### Objective
Write out, word for word, the lines of the records from the one containing "Point to the wooden dining chair." through the end of the records, including both the starting line and the final line.

Pointing dataset records
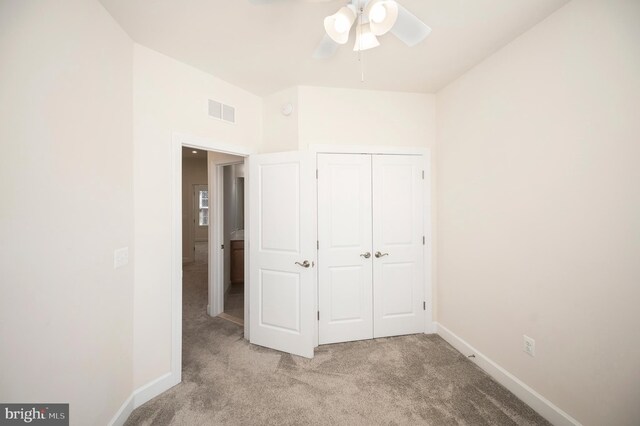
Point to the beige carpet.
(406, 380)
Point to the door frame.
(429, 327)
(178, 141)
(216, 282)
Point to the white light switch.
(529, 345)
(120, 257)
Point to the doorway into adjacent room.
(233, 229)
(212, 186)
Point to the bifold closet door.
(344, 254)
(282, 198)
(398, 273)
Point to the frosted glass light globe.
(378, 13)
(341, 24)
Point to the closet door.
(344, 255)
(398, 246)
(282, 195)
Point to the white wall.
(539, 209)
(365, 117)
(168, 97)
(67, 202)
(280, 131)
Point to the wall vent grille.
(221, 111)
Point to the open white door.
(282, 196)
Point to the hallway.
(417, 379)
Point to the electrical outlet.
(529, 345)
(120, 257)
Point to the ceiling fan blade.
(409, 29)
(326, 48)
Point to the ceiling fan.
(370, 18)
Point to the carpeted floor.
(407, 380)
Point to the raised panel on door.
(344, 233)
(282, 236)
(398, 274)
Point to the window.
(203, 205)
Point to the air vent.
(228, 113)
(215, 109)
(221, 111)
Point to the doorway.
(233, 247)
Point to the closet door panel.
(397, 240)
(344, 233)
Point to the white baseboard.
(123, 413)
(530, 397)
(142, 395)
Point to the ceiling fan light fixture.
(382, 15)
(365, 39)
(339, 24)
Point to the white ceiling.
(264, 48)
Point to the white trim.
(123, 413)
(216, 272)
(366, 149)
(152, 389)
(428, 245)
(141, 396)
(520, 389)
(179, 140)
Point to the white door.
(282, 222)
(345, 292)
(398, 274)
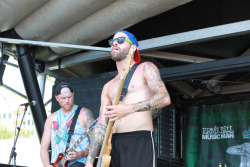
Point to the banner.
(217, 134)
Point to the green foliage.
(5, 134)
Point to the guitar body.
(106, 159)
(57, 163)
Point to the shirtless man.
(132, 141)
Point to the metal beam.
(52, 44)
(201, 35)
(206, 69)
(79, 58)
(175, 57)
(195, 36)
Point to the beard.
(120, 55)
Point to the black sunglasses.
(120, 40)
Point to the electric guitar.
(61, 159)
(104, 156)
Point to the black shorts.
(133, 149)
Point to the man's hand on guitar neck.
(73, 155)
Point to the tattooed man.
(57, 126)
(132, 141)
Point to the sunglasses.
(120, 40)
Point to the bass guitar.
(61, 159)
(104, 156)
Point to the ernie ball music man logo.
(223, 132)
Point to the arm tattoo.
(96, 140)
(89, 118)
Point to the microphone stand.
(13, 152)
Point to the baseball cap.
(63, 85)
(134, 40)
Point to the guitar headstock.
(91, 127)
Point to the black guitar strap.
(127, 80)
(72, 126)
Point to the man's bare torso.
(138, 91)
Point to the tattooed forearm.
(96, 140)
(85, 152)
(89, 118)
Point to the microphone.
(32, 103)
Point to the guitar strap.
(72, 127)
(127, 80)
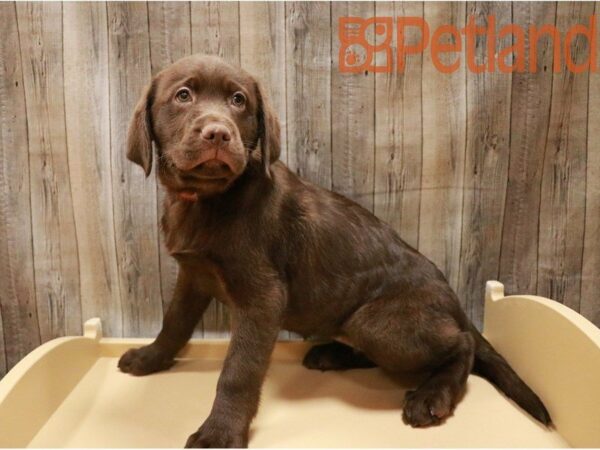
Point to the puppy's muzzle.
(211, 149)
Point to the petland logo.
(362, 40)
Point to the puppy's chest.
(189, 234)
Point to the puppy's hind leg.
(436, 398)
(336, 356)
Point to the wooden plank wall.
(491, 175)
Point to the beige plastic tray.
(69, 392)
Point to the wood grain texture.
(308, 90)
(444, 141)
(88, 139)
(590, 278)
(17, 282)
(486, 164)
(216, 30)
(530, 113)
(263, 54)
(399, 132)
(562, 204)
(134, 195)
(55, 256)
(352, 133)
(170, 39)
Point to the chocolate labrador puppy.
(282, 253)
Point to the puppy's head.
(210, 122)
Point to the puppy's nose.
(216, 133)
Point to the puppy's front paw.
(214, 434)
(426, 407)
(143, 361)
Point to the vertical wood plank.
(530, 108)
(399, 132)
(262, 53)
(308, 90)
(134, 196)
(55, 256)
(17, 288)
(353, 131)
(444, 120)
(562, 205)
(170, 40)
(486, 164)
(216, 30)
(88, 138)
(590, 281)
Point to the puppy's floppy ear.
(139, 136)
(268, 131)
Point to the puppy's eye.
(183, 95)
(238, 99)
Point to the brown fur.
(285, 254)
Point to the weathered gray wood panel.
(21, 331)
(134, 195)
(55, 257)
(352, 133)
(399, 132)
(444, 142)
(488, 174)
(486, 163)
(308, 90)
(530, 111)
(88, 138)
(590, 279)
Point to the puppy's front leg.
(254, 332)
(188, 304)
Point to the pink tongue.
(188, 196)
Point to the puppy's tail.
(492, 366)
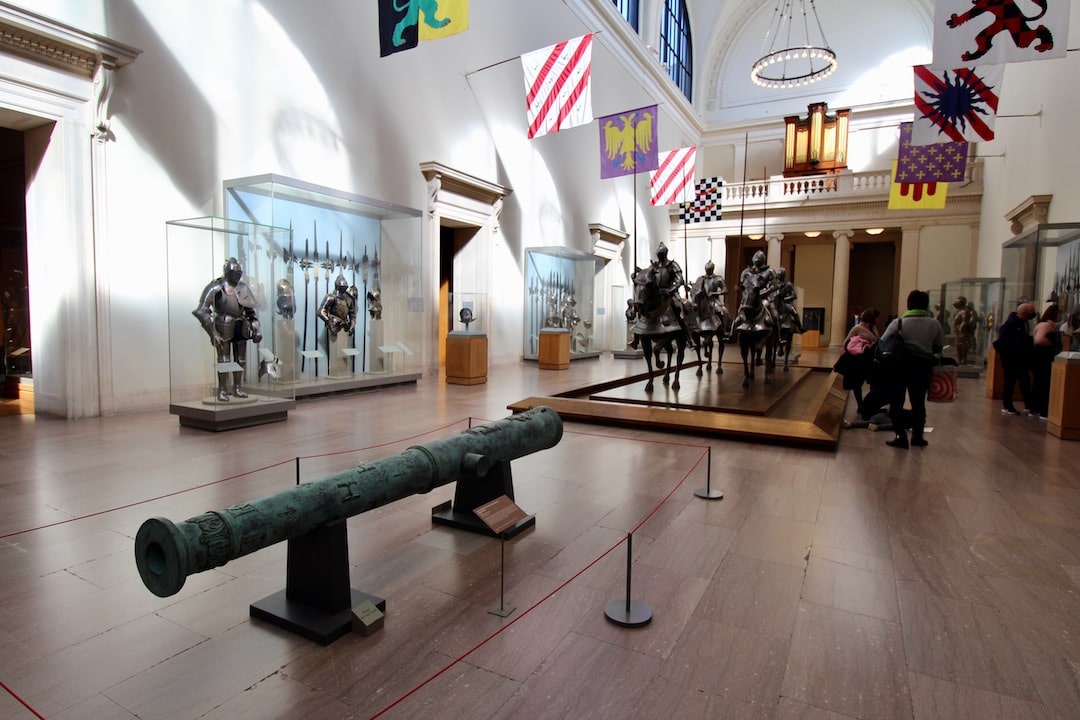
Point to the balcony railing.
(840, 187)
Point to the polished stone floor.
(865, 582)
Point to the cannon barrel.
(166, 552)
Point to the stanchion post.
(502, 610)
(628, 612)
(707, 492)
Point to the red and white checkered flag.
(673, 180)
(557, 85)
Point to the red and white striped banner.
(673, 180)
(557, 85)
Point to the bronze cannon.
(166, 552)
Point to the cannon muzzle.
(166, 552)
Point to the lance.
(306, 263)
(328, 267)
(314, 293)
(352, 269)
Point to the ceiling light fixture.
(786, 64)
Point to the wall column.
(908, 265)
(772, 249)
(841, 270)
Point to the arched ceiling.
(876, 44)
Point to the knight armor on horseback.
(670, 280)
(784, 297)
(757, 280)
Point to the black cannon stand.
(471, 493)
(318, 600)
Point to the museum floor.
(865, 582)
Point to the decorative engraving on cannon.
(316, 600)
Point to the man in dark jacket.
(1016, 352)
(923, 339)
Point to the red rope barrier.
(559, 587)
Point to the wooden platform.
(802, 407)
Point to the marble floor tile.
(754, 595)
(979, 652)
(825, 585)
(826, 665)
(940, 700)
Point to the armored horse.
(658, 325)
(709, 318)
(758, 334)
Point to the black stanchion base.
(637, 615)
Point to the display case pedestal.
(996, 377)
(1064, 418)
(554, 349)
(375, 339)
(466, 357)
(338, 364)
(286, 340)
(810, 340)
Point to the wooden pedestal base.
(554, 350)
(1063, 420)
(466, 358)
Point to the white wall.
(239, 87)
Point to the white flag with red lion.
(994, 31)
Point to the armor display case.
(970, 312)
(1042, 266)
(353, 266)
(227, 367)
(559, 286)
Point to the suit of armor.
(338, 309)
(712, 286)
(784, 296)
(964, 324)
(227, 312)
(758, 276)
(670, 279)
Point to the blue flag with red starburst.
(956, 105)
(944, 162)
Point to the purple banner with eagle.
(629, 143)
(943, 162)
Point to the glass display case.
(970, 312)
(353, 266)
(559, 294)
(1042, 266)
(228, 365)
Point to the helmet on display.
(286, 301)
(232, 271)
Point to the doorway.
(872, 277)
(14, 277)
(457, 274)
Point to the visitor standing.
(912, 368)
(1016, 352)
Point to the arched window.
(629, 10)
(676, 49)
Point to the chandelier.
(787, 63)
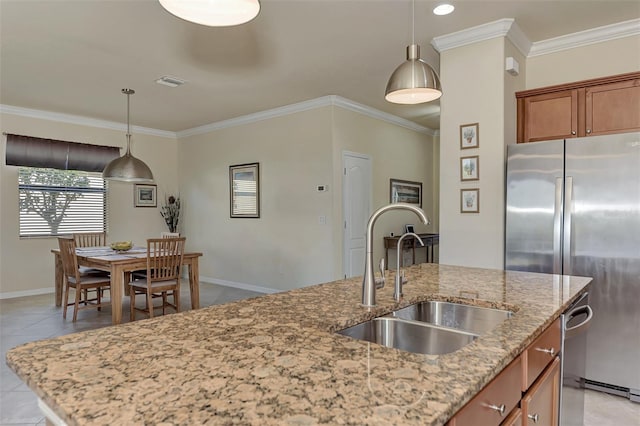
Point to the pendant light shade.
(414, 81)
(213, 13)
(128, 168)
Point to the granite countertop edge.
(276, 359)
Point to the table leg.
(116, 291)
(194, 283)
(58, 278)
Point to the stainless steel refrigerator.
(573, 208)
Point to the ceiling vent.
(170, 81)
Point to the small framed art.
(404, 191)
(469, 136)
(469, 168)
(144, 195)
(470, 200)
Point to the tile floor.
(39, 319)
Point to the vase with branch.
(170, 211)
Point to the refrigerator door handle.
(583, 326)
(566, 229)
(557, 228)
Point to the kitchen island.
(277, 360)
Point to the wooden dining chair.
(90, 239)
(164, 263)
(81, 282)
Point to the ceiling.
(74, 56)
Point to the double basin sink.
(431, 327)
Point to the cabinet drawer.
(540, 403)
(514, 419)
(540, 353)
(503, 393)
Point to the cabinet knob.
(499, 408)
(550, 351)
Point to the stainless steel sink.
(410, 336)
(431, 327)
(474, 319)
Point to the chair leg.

### Result
Point to the wooden dining chair.
(90, 239)
(164, 263)
(81, 282)
Point to the ceiling.
(74, 56)
Point to the double basin sink.
(431, 327)
Point to the cabinet drawer.
(540, 403)
(514, 419)
(540, 353)
(503, 393)
Point to the cabinet knob.
(499, 408)
(550, 351)
Point to the stainless steel sink.
(410, 336)
(431, 327)
(474, 319)
Point to the chair leg.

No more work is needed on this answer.